• **EXERCISE BRIEF**
Rewrite the lines below, changing every occurrence of "evaluation set" to "test set" and keeping everything else the same.

• **INFORMATION SHOWN**
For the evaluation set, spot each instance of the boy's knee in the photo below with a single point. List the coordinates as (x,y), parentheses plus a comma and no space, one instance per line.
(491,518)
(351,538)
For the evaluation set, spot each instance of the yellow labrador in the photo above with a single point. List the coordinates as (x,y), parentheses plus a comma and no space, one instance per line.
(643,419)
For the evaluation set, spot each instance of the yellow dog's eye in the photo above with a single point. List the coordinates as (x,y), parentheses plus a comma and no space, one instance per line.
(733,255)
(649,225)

• **IN RESPONSE**
For the test set, spot each instance of the boy's knee in the photo below with a single point. List the coordinates as (x,y), parentheses plus a comma and no space, one instance per line.
(491,518)
(351,538)
For the test set, spot each instance of the yellow labrador in the photo above with a single point. List the coordinates as (x,y), parentheses plus a comma and no space, one instance per line.
(643,419)
For the test set, spot each instance of the yellow dog's eye in the photo above with a single point. List the coordinates as (x,y), parentheses plus a comma and no space, one instance per line.
(733,255)
(649,225)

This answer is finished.